Short task:
Output only the span of lines that begins at the line containing "Target: white hard hat" and ends at the last line of the data, both included, exactly as they appear.
## Start Data in this exercise
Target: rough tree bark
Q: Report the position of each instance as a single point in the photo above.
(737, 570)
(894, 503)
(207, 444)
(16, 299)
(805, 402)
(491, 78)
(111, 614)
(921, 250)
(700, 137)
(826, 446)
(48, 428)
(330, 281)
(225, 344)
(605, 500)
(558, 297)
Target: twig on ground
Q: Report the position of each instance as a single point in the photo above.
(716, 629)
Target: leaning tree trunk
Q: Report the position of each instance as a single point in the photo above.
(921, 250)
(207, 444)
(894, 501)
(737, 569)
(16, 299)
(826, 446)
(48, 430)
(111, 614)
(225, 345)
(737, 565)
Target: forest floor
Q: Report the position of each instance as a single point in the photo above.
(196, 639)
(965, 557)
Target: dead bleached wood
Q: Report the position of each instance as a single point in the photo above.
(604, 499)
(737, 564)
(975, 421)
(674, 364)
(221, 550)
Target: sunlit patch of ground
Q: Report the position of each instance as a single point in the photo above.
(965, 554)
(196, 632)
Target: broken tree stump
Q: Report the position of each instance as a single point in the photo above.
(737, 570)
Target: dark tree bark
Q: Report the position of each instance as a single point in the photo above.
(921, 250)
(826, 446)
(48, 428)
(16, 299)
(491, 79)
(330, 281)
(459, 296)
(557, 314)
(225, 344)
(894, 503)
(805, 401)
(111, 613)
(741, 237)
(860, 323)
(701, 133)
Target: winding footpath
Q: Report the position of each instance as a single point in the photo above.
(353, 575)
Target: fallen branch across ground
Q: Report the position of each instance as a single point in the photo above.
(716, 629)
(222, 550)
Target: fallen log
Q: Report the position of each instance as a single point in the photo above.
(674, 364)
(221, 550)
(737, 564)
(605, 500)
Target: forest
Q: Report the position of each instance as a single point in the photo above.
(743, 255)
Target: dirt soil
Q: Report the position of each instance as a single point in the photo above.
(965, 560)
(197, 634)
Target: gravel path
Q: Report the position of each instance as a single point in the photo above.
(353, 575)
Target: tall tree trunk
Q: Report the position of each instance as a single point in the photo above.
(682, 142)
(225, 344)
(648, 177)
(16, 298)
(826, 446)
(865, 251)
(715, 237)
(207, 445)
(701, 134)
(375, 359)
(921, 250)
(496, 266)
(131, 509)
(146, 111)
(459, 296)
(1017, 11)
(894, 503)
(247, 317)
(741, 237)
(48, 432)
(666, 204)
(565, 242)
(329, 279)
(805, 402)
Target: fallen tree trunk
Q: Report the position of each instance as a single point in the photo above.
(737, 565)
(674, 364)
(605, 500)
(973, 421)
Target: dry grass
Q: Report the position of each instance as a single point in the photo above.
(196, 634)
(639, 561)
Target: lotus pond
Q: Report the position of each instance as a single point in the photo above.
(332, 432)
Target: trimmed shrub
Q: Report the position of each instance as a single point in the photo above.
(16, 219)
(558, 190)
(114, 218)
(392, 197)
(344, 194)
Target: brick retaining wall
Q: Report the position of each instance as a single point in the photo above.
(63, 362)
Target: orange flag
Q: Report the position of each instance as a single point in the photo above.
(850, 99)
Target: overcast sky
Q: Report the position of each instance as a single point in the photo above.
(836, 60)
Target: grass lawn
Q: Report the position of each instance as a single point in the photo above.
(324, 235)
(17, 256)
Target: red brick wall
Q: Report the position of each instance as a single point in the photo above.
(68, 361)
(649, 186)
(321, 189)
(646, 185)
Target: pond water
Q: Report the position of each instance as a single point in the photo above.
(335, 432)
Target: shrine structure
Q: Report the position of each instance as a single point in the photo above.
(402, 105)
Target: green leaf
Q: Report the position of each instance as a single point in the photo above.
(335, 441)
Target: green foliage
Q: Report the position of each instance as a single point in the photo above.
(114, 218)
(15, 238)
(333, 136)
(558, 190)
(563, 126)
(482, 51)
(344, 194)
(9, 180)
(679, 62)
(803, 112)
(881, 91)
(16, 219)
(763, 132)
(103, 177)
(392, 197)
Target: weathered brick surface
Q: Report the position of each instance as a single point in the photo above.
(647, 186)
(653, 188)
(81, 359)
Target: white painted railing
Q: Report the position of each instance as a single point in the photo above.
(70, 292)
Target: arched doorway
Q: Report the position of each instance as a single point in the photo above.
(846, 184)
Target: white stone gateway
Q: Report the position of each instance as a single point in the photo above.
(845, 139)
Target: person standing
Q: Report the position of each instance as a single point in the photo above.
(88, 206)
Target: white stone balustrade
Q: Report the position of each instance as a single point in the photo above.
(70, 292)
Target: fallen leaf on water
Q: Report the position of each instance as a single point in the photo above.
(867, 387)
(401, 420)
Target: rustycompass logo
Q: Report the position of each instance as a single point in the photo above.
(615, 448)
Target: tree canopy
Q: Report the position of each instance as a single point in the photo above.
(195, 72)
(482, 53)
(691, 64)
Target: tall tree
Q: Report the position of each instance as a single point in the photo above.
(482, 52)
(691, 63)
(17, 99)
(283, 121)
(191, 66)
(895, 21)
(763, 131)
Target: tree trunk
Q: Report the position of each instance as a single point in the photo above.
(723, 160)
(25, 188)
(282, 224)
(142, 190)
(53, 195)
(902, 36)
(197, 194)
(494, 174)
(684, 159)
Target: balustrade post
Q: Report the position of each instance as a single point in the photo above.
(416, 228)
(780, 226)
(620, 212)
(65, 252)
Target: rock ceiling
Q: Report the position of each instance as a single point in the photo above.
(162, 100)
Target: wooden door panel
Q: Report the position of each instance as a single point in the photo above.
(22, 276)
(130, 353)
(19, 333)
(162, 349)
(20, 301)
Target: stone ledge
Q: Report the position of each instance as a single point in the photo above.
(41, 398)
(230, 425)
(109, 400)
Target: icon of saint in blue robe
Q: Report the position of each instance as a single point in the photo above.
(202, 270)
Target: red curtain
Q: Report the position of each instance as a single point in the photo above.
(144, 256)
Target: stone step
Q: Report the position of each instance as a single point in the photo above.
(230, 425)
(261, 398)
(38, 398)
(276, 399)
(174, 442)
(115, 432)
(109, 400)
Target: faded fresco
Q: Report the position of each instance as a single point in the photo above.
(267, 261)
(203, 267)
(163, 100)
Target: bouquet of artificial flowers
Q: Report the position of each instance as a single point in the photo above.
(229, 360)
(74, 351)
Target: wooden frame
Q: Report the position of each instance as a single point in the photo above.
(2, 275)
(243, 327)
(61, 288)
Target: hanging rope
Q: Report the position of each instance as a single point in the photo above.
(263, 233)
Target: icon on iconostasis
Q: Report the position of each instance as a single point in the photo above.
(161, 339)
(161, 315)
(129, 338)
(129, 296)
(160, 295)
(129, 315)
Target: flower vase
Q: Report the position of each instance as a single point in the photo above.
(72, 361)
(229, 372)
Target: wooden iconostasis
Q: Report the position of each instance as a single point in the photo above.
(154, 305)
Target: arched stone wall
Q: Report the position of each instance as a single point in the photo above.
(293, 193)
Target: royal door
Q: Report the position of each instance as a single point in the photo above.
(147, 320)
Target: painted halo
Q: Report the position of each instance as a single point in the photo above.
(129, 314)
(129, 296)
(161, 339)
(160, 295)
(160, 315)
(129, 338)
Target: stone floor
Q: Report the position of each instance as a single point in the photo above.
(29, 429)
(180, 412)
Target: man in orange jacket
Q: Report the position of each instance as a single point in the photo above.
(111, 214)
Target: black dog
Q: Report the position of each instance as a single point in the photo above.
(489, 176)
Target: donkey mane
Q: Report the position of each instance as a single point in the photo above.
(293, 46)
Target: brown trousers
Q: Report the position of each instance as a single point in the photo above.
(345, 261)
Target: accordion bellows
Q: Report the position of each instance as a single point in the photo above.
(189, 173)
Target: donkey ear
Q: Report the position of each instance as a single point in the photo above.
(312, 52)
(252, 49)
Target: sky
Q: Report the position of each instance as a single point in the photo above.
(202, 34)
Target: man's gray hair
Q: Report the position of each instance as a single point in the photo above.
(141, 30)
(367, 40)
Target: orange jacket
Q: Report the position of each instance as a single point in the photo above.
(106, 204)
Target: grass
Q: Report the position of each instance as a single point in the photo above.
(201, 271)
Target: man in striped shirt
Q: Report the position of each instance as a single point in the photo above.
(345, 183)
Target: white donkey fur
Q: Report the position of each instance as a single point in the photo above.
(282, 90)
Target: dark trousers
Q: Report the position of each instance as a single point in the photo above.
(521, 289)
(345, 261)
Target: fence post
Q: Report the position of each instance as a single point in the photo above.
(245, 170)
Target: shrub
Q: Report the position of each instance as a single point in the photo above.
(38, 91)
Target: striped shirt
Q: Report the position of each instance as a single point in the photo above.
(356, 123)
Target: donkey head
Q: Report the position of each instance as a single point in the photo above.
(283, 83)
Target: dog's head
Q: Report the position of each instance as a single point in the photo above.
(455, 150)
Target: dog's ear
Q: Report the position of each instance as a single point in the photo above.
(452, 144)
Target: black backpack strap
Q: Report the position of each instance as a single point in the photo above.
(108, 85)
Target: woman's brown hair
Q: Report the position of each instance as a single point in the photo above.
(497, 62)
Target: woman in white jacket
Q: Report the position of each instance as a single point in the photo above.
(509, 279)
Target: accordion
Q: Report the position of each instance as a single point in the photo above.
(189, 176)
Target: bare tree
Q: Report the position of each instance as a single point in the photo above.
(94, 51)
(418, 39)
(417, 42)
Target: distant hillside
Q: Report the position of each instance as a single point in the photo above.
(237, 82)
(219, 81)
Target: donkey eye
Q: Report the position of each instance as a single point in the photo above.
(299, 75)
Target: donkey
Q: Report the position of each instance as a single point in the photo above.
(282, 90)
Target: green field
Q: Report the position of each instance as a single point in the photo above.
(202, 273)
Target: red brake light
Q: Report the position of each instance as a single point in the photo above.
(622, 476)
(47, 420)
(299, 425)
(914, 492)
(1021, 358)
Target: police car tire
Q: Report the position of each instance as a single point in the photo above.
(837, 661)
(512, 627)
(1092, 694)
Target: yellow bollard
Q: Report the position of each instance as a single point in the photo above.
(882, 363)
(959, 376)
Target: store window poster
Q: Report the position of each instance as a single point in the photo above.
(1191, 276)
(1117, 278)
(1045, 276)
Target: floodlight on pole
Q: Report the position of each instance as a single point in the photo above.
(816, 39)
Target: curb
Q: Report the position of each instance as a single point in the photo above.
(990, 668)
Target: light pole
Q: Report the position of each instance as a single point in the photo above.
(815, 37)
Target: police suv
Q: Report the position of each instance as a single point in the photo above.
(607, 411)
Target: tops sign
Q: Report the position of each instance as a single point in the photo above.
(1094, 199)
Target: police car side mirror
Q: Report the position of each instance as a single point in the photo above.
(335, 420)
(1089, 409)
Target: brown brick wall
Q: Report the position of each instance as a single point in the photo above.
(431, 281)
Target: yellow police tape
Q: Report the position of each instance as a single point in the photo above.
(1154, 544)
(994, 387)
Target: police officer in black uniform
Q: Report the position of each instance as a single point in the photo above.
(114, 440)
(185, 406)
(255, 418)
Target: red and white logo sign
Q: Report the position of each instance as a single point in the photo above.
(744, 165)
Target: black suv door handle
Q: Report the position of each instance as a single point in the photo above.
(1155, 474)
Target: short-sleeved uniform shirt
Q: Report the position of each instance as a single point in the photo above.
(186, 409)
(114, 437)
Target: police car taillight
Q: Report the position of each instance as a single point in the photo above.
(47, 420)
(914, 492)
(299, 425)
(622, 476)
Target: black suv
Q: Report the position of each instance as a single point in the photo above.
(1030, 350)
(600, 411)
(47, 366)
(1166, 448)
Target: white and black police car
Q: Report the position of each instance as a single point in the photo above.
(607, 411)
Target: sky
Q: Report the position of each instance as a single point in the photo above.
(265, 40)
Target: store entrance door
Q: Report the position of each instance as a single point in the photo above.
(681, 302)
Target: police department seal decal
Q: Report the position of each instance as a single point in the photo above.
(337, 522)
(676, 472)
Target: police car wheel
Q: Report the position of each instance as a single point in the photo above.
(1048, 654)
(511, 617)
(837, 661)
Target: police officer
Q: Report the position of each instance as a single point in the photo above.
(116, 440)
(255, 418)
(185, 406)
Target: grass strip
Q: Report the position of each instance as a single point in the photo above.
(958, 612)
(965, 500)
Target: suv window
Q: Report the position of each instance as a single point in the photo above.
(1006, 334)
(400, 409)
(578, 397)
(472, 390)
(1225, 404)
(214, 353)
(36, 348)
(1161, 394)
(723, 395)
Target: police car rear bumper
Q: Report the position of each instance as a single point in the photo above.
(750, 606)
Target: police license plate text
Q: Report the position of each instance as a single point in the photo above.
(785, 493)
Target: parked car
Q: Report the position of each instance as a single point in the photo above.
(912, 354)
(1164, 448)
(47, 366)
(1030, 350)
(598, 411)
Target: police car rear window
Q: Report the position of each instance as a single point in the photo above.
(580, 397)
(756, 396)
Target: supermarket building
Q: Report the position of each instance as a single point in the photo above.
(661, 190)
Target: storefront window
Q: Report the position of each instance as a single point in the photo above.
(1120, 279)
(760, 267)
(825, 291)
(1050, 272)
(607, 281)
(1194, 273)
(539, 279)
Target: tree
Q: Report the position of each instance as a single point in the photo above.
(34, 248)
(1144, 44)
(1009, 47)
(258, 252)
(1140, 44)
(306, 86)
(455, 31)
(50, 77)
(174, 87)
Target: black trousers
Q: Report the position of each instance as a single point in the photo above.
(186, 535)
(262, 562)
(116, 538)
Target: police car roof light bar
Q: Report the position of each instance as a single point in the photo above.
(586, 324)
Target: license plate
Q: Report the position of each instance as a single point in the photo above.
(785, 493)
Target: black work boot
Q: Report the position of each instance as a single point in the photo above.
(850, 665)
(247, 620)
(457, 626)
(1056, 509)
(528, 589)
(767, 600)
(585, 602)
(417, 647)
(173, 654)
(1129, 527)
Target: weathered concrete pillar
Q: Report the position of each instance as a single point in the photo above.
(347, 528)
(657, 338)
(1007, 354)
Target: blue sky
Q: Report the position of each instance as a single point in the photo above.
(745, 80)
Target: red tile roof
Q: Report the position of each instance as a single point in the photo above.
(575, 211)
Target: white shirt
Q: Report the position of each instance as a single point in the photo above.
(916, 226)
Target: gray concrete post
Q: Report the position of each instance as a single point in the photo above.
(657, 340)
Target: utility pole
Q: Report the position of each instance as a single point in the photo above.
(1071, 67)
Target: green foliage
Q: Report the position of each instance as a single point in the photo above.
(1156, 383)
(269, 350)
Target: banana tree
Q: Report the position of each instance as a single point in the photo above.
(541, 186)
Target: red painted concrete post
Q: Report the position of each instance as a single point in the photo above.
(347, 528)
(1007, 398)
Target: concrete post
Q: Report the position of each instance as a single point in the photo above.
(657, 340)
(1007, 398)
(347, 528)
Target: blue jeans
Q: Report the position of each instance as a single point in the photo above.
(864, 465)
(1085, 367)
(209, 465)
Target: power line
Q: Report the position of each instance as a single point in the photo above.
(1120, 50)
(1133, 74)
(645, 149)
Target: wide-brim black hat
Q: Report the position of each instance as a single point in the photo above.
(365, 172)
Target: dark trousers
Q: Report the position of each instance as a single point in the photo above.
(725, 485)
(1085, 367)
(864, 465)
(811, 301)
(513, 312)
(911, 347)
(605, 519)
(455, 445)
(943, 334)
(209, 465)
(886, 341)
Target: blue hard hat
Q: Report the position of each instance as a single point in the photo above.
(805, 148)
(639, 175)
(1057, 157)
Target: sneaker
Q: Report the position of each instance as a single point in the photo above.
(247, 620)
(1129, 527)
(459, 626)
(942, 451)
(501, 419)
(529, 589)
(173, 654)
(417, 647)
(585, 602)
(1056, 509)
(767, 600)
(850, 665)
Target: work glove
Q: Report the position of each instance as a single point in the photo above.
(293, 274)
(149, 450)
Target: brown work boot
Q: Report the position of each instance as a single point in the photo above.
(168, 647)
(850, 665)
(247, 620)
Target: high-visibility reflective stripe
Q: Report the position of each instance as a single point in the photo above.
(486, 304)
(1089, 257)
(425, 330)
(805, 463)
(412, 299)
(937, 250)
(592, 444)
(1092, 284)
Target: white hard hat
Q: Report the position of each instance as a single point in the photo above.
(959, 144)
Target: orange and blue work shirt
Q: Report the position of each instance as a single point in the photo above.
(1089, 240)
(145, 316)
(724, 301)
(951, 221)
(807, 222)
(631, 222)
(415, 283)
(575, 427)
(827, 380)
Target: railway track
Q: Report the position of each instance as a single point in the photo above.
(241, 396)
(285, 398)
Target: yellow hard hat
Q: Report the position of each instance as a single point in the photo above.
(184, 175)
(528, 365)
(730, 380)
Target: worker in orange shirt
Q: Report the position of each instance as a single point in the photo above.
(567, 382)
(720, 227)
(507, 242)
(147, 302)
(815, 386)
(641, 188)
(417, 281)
## End Data in this exercise
Result of this task:
Target: white hard hat
Q: Report the position of each instance as a single point in the photo above.
(959, 144)
Target: orange and blue work shirt
Q: Report the position of each instance as a single point in the photo above.
(1089, 240)
(145, 316)
(724, 301)
(951, 221)
(807, 222)
(631, 222)
(415, 283)
(575, 427)
(827, 380)
Target: railway track
Q: Report the position of each instance as a single point in the photo above.
(241, 396)
(285, 398)
Target: yellow hard hat
Q: Report the position of each instance as a single point in the photo above.
(184, 175)
(528, 365)
(730, 380)
Target: worker in orange shirt
Q: Report the position of each instance as a single point in the photo above.
(567, 382)
(720, 227)
(507, 242)
(147, 302)
(815, 386)
(641, 188)
(417, 281)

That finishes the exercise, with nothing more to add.